[Location identification entries]
>> BEGIN

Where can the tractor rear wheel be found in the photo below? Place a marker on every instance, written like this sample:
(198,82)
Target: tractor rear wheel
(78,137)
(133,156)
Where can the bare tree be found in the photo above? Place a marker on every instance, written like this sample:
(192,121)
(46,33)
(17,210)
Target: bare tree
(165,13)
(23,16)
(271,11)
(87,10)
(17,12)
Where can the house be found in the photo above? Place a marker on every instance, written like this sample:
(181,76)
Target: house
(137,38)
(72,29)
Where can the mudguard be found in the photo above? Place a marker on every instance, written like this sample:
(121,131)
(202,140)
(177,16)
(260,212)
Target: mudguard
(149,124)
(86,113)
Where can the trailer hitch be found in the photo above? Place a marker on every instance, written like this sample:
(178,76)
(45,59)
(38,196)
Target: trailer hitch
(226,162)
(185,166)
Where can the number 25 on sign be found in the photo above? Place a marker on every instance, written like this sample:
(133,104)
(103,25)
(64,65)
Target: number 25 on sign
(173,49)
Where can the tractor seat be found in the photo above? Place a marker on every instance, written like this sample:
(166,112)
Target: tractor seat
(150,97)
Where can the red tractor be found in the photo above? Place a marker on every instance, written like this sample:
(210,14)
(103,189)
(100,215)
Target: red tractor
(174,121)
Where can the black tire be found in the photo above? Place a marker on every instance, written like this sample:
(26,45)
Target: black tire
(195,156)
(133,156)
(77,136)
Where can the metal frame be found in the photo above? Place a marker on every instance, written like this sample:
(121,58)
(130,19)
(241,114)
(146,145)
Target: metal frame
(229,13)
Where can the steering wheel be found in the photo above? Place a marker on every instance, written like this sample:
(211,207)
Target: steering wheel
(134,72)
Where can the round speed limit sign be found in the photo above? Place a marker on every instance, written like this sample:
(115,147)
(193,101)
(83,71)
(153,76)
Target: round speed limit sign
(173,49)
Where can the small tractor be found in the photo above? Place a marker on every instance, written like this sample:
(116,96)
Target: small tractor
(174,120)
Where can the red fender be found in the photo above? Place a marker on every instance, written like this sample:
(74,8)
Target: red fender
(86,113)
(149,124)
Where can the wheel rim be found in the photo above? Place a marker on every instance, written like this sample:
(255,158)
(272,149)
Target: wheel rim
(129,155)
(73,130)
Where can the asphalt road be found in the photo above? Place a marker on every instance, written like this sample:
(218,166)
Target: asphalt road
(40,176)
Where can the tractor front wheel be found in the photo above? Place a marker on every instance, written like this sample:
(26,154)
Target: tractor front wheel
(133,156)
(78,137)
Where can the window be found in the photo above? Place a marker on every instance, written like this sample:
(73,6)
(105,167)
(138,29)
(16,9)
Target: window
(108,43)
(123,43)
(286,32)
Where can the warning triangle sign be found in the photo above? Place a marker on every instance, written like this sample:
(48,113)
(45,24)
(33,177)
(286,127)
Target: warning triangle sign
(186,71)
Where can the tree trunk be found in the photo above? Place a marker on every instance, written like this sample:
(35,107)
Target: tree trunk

>> END
>> BEGIN

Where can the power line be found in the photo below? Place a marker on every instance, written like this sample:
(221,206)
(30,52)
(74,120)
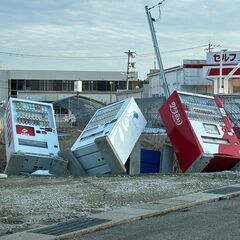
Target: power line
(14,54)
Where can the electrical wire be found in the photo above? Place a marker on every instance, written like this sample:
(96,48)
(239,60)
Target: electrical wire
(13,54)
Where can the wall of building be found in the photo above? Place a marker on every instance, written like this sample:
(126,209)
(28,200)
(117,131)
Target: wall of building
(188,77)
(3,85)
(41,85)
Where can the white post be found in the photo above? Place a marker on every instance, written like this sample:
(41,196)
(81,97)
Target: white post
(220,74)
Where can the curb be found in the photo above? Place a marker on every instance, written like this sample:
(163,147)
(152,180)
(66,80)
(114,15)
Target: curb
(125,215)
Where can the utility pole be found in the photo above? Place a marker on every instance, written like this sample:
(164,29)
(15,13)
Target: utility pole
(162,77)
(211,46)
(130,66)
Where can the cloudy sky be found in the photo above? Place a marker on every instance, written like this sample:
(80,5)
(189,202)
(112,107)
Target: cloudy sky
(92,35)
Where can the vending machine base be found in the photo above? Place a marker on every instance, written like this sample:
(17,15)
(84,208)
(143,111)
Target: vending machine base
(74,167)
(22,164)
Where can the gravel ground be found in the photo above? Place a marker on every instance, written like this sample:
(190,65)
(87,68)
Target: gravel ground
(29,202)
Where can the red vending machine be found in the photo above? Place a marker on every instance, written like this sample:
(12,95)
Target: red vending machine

>> END
>> BEGIN

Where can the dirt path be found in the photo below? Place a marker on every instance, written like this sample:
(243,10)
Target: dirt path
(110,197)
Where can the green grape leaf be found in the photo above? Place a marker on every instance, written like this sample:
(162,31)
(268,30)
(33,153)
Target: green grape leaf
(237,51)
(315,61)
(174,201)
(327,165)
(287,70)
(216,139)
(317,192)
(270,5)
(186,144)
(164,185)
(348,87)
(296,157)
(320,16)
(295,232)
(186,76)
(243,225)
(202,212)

>> END

Your goal> Copy out everything from the line containing "Where can the metal" down to the line containing "Target: tree trunk", both ends included, with the requests and their sample coordinates left as they are. Scale every answer coordinate by 0.6, rounding to whole numbers with halves rounded up.

Answer below>
Where can the metal frame be found in the photo above? Place a marker on every instance, written like this sample:
(121,58)
(130,19)
(241,114)
(146,145)
Target: metal frame
(137,8)
Where can the steering wheel be found in the photo above? Place a marker on every instance, written like this sample:
(211,207)
Target: steering wheel
(80,43)
Where can the round speed limit sign be found in the photo above? Place a marker on every instance, written like this sample:
(115,147)
(193,101)
(83,71)
(153,76)
Target: round speed limit sign
(104,29)
Where can the small tractor be found in the photo above? Place a marker on every instance, written like this sample:
(116,96)
Target: small tractor
(104,72)
Where can the red fender be found in the photo above? Place a marker on every instance, written like this sample:
(74,8)
Target: red fender
(52,68)
(89,74)
Where can the wheel rim be found in the photo above? Place a marker on every instance, written like this sample:
(255,158)
(272,149)
Target: wheel rim
(77,93)
(44,78)
Where can the asphalt road be found in the photo above? Place a marker on every instance, written like this sample:
(218,166)
Target: asphalt road
(24,106)
Where can the tractor front wheel be found in the photo above? Place a marker on every instance, written like this sample:
(26,154)
Target: tractor front wheel
(80,94)
(47,82)
Where can the window be found in the photo above? Place a marker on every instance, written like this sample:
(73,6)
(105,167)
(138,29)
(16,9)
Target: window
(65,26)
(74,26)
(172,19)
Where can the warning triangle sign be found in the photo above? Place a marker on every instance, written like this sample:
(48,113)
(45,24)
(33,177)
(286,127)
Target: warning triangle sign
(112,43)
Where can the tree trunk be found in the photo above? Place a marker on every instance, written like this sample:
(35,107)
Target: tree trunk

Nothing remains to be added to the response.